#### WRITTEN TASK 1
In the news excerpt about the Gore rally, copy out everything from "Parlock, a real" down to "option besides Gore." word for word.

#### PAGE TEXT
::::::

But each time they raised a sign, someone would grab it out of their hands, the two Huntington residents said. And sometimes it got physical.
"I expected some people to take our signs," said Louis, 12. "But I did not expect people to practically attack us."
The two said they didn't go to the Friday morning rally to start trouble.
"I came to support Bush and try to change some people's minds," Louis said.
Gore's West Virginia campaign said Bush-Cheney signs were not welcome, but physical confrontations to eliminate them would not have been condoned.
Parlock, a real estate agent, thought it would be at least as educational for his son to spend the morning at the Gore rally as it would have been to spend the day at school. So the two got in the car and drove from Huntington, arriving in Charleston about 9 a.m.
Parlock said he was a volunteer for the Bush-Cheney campaign. He is listed on the West Virginia Bush-Cheney Web site as the Cabell County contact for the campaign.
But he said he came as a supporter, not a campaign worker. His visit to Charleston was "unencouraged and unsanctioned," he said. The idea was to show that there was another option besides Gore.

::::::

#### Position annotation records

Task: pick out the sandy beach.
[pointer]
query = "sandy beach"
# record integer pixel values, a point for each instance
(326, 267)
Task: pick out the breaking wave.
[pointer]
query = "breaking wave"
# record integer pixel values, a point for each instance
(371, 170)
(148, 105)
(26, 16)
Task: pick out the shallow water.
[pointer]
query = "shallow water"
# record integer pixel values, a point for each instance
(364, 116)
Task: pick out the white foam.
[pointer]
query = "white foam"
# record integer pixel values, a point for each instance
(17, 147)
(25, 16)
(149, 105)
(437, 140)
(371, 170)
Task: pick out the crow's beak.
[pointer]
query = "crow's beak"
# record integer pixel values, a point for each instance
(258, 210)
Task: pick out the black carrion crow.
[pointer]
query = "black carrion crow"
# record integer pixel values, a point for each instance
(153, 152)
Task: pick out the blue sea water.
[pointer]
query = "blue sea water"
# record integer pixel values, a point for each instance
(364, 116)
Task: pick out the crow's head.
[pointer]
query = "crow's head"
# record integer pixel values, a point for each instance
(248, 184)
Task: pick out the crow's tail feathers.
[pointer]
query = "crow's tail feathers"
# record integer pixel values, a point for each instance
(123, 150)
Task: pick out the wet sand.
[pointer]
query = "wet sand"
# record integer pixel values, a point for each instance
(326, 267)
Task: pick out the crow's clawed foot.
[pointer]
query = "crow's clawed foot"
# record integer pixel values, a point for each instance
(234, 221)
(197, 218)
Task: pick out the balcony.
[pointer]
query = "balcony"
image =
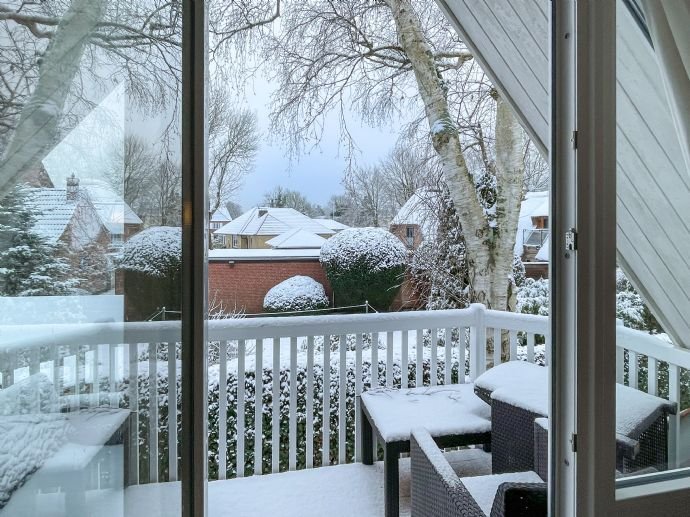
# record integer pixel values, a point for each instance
(110, 365)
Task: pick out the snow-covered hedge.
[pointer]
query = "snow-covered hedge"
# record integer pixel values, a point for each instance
(157, 251)
(364, 264)
(297, 293)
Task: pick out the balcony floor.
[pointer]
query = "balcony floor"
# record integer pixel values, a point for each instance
(353, 490)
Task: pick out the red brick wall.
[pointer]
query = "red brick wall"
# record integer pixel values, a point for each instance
(244, 284)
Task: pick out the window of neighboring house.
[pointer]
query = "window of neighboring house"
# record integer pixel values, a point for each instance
(410, 236)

::::::

#### WRITTEN TASK 2
Recast the records as a JSON list of strings, one per line and skipping blank lines, taking everything from the line containing "Task: pick out the balcony." down to the end of the records. Leave the pictures out.

#### TASK ANSWER 1
Parlock, a real estate agent, thought it would be at least as educational for his son to spend the morning at the Gore rally as it would have been to spend the day at school. So the two got in the car and drove from Huntington, arriving in Charleston about 9 a.m.
Parlock said he was a volunteer for the Bush-Cheney campaign. He is listed on the West Virginia Bush-Cheney Web site as the Cabell County contact for the campaign.
But he said he came as a supporter, not a campaign worker. His visit to Charleston was "unencouraged and unsanctioned," he said. The idea was to show that there was another option besides Gore.

#### TASK ANSWER 2
[
  "Task: pick out the balcony.",
  "[pointer]",
  "query = \"balcony\"",
  "image =",
  "# record integer pixel values, a point for each instance",
  "(110, 365)",
  "Task: pick out the snow-covered hedge.",
  "[pointer]",
  "query = \"snow-covered hedge\"",
  "# record integer pixel values, a point for each instance",
  "(157, 251)",
  "(364, 264)",
  "(297, 293)",
  "Task: pick out the balcony floor.",
  "[pointer]",
  "query = \"balcony floor\"",
  "# record integer pixel values, a point for each instance",
  "(353, 490)",
  "Task: pick out the red brick wall.",
  "[pointer]",
  "query = \"red brick wall\"",
  "# record integer pixel values, a point for each instance",
  "(244, 284)",
  "Task: pick out the window of neighboring house.",
  "[pointer]",
  "query = \"window of neighboring house\"",
  "# record integer pixel values, a point for each instance",
  "(410, 236)"
]